Source data:
# # # # # # #
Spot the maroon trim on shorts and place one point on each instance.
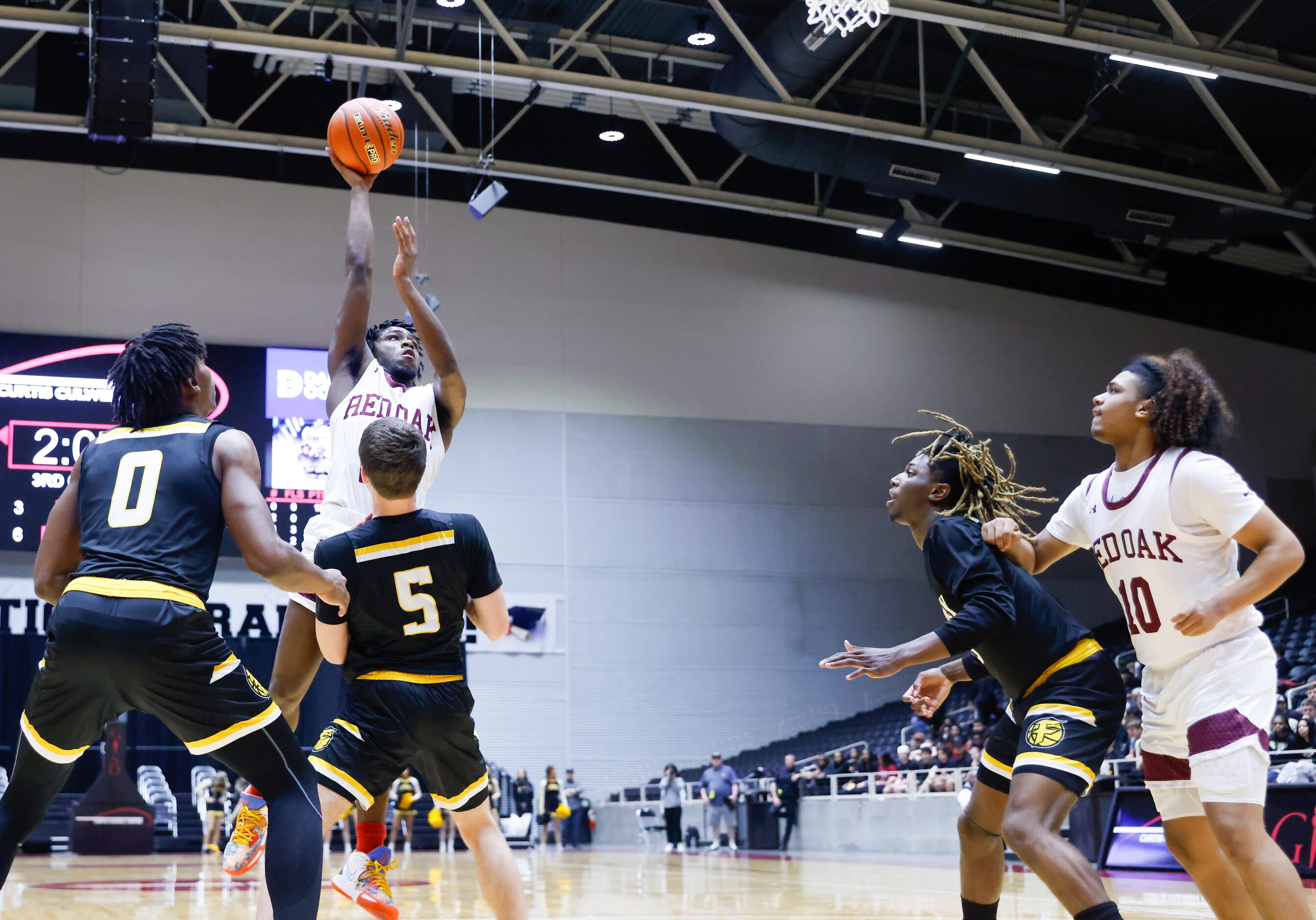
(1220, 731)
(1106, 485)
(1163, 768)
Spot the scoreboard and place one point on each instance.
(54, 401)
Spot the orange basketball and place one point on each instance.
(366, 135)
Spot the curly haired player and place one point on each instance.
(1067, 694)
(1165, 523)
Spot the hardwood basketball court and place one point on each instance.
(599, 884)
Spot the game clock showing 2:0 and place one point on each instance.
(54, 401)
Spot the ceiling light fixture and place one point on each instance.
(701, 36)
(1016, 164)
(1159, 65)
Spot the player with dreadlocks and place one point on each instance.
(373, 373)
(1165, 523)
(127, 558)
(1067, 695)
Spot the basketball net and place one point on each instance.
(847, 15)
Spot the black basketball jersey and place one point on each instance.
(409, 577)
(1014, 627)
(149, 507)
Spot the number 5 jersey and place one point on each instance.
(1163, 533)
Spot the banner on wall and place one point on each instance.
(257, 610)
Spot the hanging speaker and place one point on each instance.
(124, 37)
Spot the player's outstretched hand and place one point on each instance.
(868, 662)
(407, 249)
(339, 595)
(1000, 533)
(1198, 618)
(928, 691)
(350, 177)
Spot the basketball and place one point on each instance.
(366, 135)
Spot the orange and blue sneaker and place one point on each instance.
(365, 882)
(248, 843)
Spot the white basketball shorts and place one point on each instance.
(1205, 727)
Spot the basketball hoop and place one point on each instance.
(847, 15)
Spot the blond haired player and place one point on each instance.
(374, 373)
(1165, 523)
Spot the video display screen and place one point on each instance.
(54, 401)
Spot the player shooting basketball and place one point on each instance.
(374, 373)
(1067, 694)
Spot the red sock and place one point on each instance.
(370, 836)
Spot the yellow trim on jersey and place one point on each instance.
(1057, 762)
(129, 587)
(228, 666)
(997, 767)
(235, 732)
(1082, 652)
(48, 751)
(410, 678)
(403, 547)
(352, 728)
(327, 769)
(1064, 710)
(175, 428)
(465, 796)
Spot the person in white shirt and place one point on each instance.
# # # # # # #
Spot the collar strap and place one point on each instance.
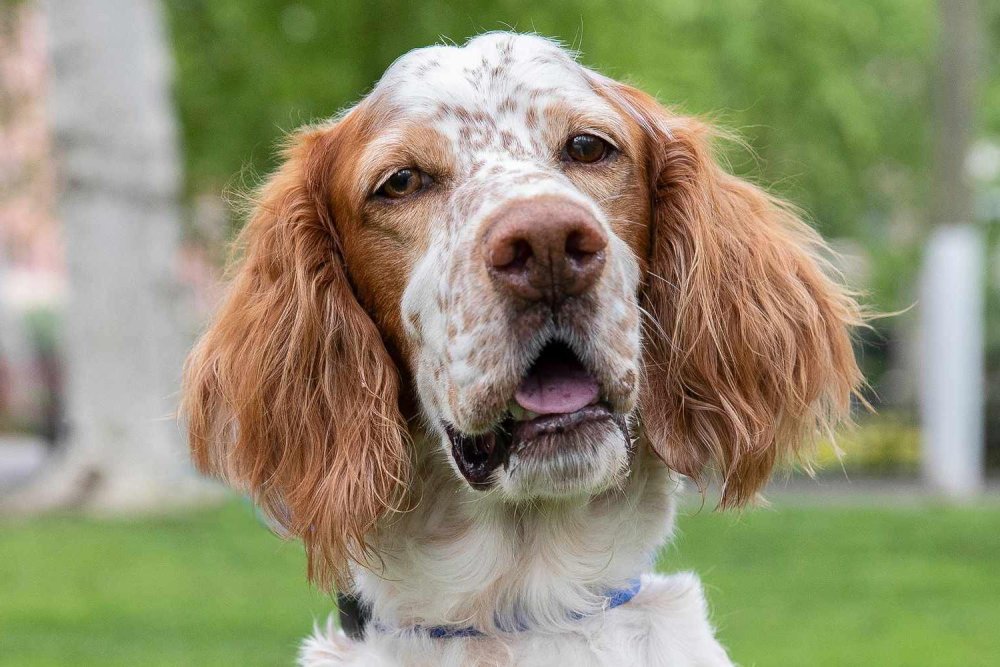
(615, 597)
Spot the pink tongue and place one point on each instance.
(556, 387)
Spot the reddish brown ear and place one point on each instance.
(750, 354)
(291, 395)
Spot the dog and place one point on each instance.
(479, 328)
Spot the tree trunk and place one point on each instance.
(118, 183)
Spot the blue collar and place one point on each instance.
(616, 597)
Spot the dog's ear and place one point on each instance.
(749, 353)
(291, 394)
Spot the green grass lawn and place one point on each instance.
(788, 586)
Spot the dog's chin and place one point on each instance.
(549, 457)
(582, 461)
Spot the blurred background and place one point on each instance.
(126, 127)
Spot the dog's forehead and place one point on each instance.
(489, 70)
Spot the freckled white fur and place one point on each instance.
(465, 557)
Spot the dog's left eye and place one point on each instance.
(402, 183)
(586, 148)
# # # # # # #
Given request: Reproduce the lines from the one with "Spot the maroon" to the one with "(1163, 533)", switching each "instance" to "occurrence" and changing nothing else. Leave the pictures out.

Final answer:
Spot the maroon trim on shorts and place one point on each occurrence.
(1220, 731)
(1106, 485)
(1163, 768)
Spot the scoreboard and place one point on each occurrence.
(54, 401)
Spot the orange basketball and place one point on each occurrence.
(366, 135)
Spot the curly haired player and place one point on each occurrence.
(1067, 694)
(1165, 523)
Spot the hardwood basketball court and place one point on each occurrence.
(599, 884)
Spot the game clock showing 2:0 and place one point on each occurrence.
(54, 401)
Spot the ceiling light fixture and place one point on each occurrence.
(701, 36)
(1016, 164)
(1159, 65)
Spot the player with dreadlocks and place one point on each occurrence.
(373, 373)
(1165, 523)
(127, 558)
(1067, 695)
Spot the basketball net and place one point on each occurrence.
(847, 15)
Spot the black basketball jersey and place one point on each occurrence.
(409, 577)
(1014, 627)
(149, 507)
Spot the number 5 jersey and place one point on each occurrence.
(1163, 533)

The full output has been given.